The full listing below should be repeated exactly.

* SUPPLIED DATA
-=-=-

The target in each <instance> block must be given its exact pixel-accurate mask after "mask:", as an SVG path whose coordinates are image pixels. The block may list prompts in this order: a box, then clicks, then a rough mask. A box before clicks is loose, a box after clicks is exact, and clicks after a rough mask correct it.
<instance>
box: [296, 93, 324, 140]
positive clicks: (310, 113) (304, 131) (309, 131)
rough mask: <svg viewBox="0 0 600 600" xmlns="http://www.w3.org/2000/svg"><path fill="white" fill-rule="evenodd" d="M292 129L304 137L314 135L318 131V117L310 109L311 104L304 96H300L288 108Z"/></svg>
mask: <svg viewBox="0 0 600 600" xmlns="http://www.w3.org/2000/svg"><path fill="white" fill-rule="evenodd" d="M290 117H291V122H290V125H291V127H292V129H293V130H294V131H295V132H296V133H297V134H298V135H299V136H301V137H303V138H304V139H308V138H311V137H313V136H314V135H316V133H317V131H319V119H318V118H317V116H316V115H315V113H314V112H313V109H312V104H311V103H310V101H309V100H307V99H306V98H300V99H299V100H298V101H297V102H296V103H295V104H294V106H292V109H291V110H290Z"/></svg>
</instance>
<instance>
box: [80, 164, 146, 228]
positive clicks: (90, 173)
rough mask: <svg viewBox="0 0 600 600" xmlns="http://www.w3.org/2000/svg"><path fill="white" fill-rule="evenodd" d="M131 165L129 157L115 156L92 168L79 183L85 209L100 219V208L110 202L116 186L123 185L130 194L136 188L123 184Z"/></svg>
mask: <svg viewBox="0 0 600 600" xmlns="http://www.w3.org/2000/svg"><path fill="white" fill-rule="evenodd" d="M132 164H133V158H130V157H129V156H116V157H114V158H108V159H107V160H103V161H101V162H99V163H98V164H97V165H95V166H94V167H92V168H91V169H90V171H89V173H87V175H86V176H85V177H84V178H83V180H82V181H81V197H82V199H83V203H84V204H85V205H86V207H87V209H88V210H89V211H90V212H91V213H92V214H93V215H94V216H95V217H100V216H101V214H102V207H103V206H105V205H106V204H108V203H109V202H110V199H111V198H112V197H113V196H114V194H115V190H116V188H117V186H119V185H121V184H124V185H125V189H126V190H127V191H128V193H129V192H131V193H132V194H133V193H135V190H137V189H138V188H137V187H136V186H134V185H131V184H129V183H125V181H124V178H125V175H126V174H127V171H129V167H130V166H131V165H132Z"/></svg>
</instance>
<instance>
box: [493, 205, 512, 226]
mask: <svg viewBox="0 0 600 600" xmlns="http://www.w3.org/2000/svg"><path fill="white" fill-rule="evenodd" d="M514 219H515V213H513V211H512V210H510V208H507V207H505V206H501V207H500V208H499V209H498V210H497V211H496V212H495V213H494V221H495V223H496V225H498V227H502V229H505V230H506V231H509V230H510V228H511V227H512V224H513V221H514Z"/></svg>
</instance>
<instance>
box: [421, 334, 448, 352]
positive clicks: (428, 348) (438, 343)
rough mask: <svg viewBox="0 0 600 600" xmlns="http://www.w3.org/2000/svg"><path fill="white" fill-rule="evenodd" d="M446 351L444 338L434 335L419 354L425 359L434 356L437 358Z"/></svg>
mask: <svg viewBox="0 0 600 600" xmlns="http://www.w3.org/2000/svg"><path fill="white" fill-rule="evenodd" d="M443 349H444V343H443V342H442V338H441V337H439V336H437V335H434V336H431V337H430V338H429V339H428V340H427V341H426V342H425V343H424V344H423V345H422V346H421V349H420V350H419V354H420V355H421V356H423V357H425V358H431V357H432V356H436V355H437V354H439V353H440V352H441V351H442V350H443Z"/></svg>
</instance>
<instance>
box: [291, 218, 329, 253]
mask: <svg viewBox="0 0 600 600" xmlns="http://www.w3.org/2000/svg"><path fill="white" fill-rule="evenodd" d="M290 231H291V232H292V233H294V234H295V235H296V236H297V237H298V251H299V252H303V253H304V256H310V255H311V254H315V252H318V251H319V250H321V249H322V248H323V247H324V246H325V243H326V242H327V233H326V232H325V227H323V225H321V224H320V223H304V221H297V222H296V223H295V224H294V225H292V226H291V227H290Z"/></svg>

-=-=-

* SOLVED PROBLEM
The target in each <instance> block must be given its exact pixel-accurate mask after "mask:", as an SVG path whose coordinates are image pixels. The block may list prompts in this order: a box, then clicks, then a rough mask. A box before clicks is loose, a box after clicks is exact, and clicks after a rough mask correct it.
<instance>
box: [296, 93, 324, 140]
positive clicks: (310, 113) (304, 131) (309, 131)
rough mask: <svg viewBox="0 0 600 600" xmlns="http://www.w3.org/2000/svg"><path fill="white" fill-rule="evenodd" d="M292 129L304 137L314 135L318 131V117L310 109L311 104L304 96H300L288 108Z"/></svg>
mask: <svg viewBox="0 0 600 600" xmlns="http://www.w3.org/2000/svg"><path fill="white" fill-rule="evenodd" d="M290 117H291V122H290V125H291V127H292V129H293V130H294V131H295V132H296V133H297V134H298V135H299V136H301V137H303V138H304V139H308V138H311V137H313V136H314V135H316V133H317V131H319V119H318V118H317V116H316V115H315V113H314V112H313V109H312V104H311V103H310V101H309V100H307V99H306V98H300V99H299V100H298V101H297V102H296V103H295V104H294V106H292V109H291V110H290Z"/></svg>
</instance>
<instance>
box: [80, 164, 146, 228]
positive clicks: (90, 173)
rough mask: <svg viewBox="0 0 600 600" xmlns="http://www.w3.org/2000/svg"><path fill="white" fill-rule="evenodd" d="M131 165L129 157L115 156L92 168L79 183L85 209L100 219V208L110 202L116 186L123 185L130 194L136 188L123 184Z"/></svg>
mask: <svg viewBox="0 0 600 600" xmlns="http://www.w3.org/2000/svg"><path fill="white" fill-rule="evenodd" d="M132 164H133V158H130V157H129V156H116V157H114V158H108V159H107V160H103V161H101V162H99V163H98V164H97V165H95V166H94V167H92V168H91V169H90V171H89V173H87V175H86V176H85V177H84V178H83V180H82V181H81V197H82V199H83V203H84V204H85V205H86V207H87V209H88V210H89V211H90V212H91V213H92V214H93V215H94V216H95V217H100V216H101V214H102V207H103V206H105V205H106V204H108V203H109V202H110V199H111V198H112V197H113V196H114V194H115V190H116V188H117V186H119V185H121V184H124V185H125V189H126V190H127V191H128V193H129V192H131V193H132V194H133V193H135V190H137V189H138V188H137V187H136V186H134V185H131V184H129V183H125V181H124V178H125V175H126V174H127V171H129V167H130V166H131V165H132Z"/></svg>
</instance>
<instance>
box: [493, 205, 512, 226]
mask: <svg viewBox="0 0 600 600" xmlns="http://www.w3.org/2000/svg"><path fill="white" fill-rule="evenodd" d="M514 219H515V213H513V211H512V210H510V208H507V207H505V206H501V207H500V208H499V209H498V210H497V211H496V212H495V213H494V221H495V223H496V225H498V227H502V229H505V230H506V231H509V230H510V228H511V227H512V224H513V221H514Z"/></svg>
</instance>
<instance>
box: [421, 334, 448, 352]
positive clicks: (428, 348) (438, 343)
rough mask: <svg viewBox="0 0 600 600" xmlns="http://www.w3.org/2000/svg"><path fill="white" fill-rule="evenodd" d="M446 351L444 338L434 335L419 354L425 359L434 356L437 358Z"/></svg>
mask: <svg viewBox="0 0 600 600" xmlns="http://www.w3.org/2000/svg"><path fill="white" fill-rule="evenodd" d="M443 349H444V343H443V342H442V338H441V337H439V336H437V335H434V336H431V337H430V338H429V339H428V340H427V341H426V342H425V343H424V344H423V345H422V346H421V349H420V350H419V354H420V355H421V356H423V357H425V358H431V357H432V356H436V355H437V354H439V353H440V352H441V351H442V350H443Z"/></svg>
</instance>
<instance>
box: [291, 218, 329, 253]
mask: <svg viewBox="0 0 600 600" xmlns="http://www.w3.org/2000/svg"><path fill="white" fill-rule="evenodd" d="M290 231H291V232H292V233H294V234H295V235H296V236H297V237H298V251H299V252H303V253H304V256H310V255H311V254H315V252H318V251H319V250H321V249H322V248H323V247H324V246H325V243H326V242H327V233H326V232H325V227H323V225H321V224H320V223H304V221H297V222H296V223H295V224H294V225H292V226H291V227H290Z"/></svg>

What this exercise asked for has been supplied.